- [Problem statement]: Can you repeat everything in the birthday post below, from "It's the little" down to "doesn't seem right.", word for word?

It's the little things that make me happy
[WARNING: Long, rambling post ahead]
Normally a birthday doesn't bother me, but for some reason this year has really been difficult for me. I mean, it can't be real. There's no possible way I'm...cough cough...30... cough cough. Although I feel it in every bone of my body (I have the hips of an 80-year-old and the back of a...well person with a bad back) and I was looking more forward to getting a new couch than actually going out for my birthday, it just doesn't seem right.
What have I done with my life these past 30 years? I've moved from state to state, job to job, and apartment to apartment. I graduated from college with a gpa much lower than I would have liked in a major I ended up hating. I've lost touch with some of my closest friends (although, sometimes for good reason). I see my family once or twice a year if I'm lucky, and even then usually it's not ALL of my family (that's me with my mom and dad way back in the '70s man!). And I'm broke and single. Very very single.

- [Data segment]:
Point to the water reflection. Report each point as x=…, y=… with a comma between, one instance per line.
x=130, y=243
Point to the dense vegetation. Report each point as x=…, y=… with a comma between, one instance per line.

- [Exercise output]:
It's the little things that make me happy
[WARNING: Long, rambling post ahead]
Normally a birthday doesn't bother me, but for some reason this year has really been difficult for me. I mean, it can't be real. There's no possible way I'm...cough cough...30... cough cough. Although I feel it in every bone of my body (I have the hips of an 80-year-old and the back of a...well person with a bad back) and I was looking more forward to getting a new couch than actually going out for my birthday, it just doesn't seem right.